__Stored records__
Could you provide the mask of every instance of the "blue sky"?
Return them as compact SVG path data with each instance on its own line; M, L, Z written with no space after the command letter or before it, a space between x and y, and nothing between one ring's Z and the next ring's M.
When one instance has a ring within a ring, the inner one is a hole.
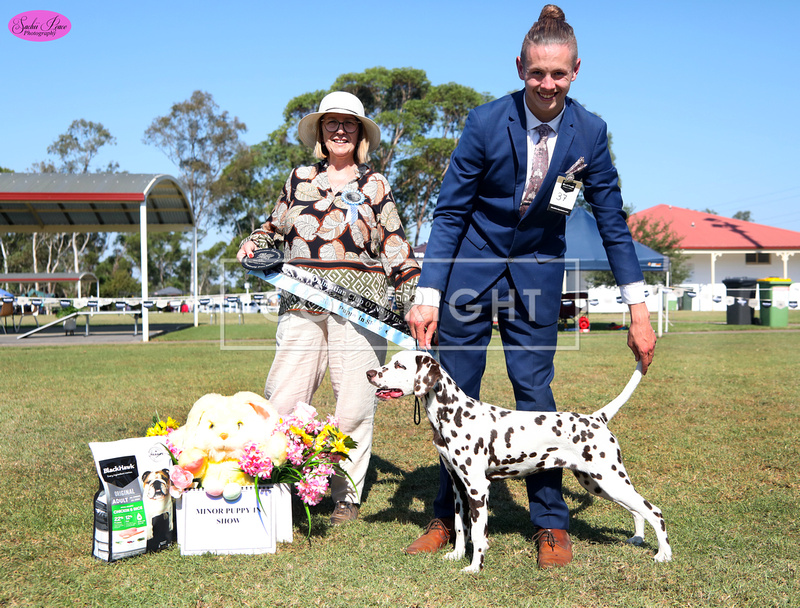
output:
M559 5L582 58L571 95L608 122L626 203L747 210L800 231L800 2ZM12 36L9 20L35 9L62 13L72 31L51 42ZM177 175L142 137L197 89L247 125L249 144L281 123L292 97L373 66L500 96L521 86L514 60L540 9L517 0L4 0L0 166L29 170L84 118L117 139L98 166Z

__What is required__
Reproduce every entry above verbatim, line for line, omitting the pictures.

__Answer in full__
Could you provide the mask of every instance of the "blue sky"?
Return them as compact SVG path data with each instance on its own line; M, L, Z written with no space after the command letter or before it, a space between x and y, and nothing between one ring's Z and the next ring's M.
When one instance has a ring within a ring, the inner one is a hole.
output:
M559 5L582 58L571 95L608 122L626 203L747 210L800 231L800 2ZM12 36L9 20L35 9L62 13L72 31L51 42ZM177 175L142 137L197 89L247 125L249 144L281 123L292 97L373 66L500 96L521 86L514 60L540 9L517 0L4 0L0 166L29 170L84 118L117 139L98 166Z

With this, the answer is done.